*Exercise details*
The entries below should be transcribed in their entirety, exactly as written.

*Exercise data*

___

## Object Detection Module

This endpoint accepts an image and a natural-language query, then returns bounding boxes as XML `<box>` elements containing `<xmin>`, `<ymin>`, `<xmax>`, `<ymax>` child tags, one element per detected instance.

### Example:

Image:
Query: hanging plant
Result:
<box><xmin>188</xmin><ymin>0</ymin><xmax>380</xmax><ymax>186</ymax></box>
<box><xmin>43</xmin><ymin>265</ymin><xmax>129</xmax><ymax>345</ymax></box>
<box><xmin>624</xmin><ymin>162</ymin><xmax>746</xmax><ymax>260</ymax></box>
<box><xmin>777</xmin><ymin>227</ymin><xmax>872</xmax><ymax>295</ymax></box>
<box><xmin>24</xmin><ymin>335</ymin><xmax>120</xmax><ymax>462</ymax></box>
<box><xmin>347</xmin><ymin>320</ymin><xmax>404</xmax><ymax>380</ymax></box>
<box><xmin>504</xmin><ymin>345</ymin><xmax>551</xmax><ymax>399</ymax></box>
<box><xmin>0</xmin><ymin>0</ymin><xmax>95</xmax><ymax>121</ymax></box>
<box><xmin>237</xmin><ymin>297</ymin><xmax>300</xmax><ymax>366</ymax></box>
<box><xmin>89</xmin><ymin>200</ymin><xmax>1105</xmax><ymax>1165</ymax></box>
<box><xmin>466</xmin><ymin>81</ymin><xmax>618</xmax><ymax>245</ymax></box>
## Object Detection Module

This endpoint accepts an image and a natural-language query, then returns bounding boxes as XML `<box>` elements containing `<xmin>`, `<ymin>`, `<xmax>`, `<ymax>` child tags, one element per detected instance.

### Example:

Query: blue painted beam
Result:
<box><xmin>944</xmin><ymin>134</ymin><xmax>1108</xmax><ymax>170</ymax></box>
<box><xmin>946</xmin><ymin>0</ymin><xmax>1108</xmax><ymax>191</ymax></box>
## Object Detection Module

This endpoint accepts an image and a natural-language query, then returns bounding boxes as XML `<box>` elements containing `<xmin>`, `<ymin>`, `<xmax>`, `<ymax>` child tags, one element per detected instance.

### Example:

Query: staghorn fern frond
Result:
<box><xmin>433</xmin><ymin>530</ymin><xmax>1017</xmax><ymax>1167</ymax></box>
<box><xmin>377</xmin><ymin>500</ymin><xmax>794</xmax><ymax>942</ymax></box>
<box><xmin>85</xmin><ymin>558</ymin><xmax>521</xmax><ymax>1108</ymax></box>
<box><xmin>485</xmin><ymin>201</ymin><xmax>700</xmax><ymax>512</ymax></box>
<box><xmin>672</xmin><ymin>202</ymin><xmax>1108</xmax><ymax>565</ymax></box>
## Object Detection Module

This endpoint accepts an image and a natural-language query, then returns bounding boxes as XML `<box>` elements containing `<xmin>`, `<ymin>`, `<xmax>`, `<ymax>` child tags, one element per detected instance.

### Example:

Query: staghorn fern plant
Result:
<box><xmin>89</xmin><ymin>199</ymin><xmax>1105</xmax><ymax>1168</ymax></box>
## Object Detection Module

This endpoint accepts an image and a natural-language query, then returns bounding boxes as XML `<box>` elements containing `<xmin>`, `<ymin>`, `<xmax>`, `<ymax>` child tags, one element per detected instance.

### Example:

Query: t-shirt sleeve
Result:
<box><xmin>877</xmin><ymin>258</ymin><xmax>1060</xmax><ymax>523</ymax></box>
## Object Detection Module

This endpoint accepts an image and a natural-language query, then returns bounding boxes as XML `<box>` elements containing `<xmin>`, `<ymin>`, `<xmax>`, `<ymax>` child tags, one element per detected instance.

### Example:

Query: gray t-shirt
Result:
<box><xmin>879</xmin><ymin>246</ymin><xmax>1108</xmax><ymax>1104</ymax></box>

___

*Result of this task*
## Object Detection Module

This endpoint accepts an image and a natural-language query, then returns bounding boxes as XML `<box>` elements containing `<xmin>`, `<ymin>`, `<xmax>`, `<ymax>` child tags, one element per detected instance.

### Example:

Image:
Query: hanging plant
Result:
<box><xmin>188</xmin><ymin>0</ymin><xmax>380</xmax><ymax>186</ymax></box>
<box><xmin>43</xmin><ymin>265</ymin><xmax>129</xmax><ymax>345</ymax></box>
<box><xmin>624</xmin><ymin>162</ymin><xmax>746</xmax><ymax>260</ymax></box>
<box><xmin>777</xmin><ymin>227</ymin><xmax>872</xmax><ymax>295</ymax></box>
<box><xmin>24</xmin><ymin>335</ymin><xmax>120</xmax><ymax>462</ymax></box>
<box><xmin>347</xmin><ymin>320</ymin><xmax>404</xmax><ymax>380</ymax></box>
<box><xmin>504</xmin><ymin>345</ymin><xmax>551</xmax><ymax>399</ymax></box>
<box><xmin>0</xmin><ymin>0</ymin><xmax>95</xmax><ymax>121</ymax></box>
<box><xmin>237</xmin><ymin>297</ymin><xmax>300</xmax><ymax>366</ymax></box>
<box><xmin>89</xmin><ymin>200</ymin><xmax>1105</xmax><ymax>1165</ymax></box>
<box><xmin>466</xmin><ymin>81</ymin><xmax>618</xmax><ymax>245</ymax></box>
## Object Detection Module

This endpoint accepts an image and a natural-language query, then returns bounding boxes as XML `<box>` elements containing `<xmin>`, `<ymin>`, `<xmax>`, `<ymax>` child tags, one element per detected instance.

### Example:

Query: blue painted beam
Result:
<box><xmin>944</xmin><ymin>134</ymin><xmax>1108</xmax><ymax>170</ymax></box>
<box><xmin>946</xmin><ymin>0</ymin><xmax>1108</xmax><ymax>191</ymax></box>
## Object Detection Module

This endpoint accepts an image and a natural-language query, then returns bounding boxes as XML `<box>` elements containing `<xmin>`, `<ymin>`, `<xmax>`, `<ymax>` child tags, one element per detected instance.

### Example:

Query: staghorn fern frond
Result:
<box><xmin>433</xmin><ymin>530</ymin><xmax>1017</xmax><ymax>1167</ymax></box>
<box><xmin>377</xmin><ymin>500</ymin><xmax>794</xmax><ymax>942</ymax></box>
<box><xmin>85</xmin><ymin>558</ymin><xmax>521</xmax><ymax>1108</ymax></box>
<box><xmin>485</xmin><ymin>201</ymin><xmax>700</xmax><ymax>512</ymax></box>
<box><xmin>672</xmin><ymin>202</ymin><xmax>1108</xmax><ymax>565</ymax></box>
## Object Detection Module

This endpoint accepts an image and a natural-language query, then returns bounding boxes as XML `<box>` elements containing `<xmin>`, `<ymin>`, `<xmax>`, `<ymax>` child tags, one element per detected instance.

### Example:

Query: staghorn fern plant
Result:
<box><xmin>89</xmin><ymin>199</ymin><xmax>1105</xmax><ymax>1168</ymax></box>
## Object Detection Module

This endpoint accepts an image and a natural-language query, then returns bounding boxes as XML `<box>` elements containing `<xmin>`, `<ymin>`, `<xmax>`, `<ymax>` child tags, one element per detected instance.

### Example:

Query: t-shirt sleeve
Result:
<box><xmin>877</xmin><ymin>258</ymin><xmax>1060</xmax><ymax>523</ymax></box>
## Object Detection Module

This endpoint accepts an image and a natural-language query, then returns bounding boxes as XML `<box>` elements containing `<xmin>`, `<ymin>`, `<xmax>`, `<ymax>` child tags, one element per detected instance.

### Example:

Query: gray t-shirt
Result:
<box><xmin>879</xmin><ymin>246</ymin><xmax>1108</xmax><ymax>1104</ymax></box>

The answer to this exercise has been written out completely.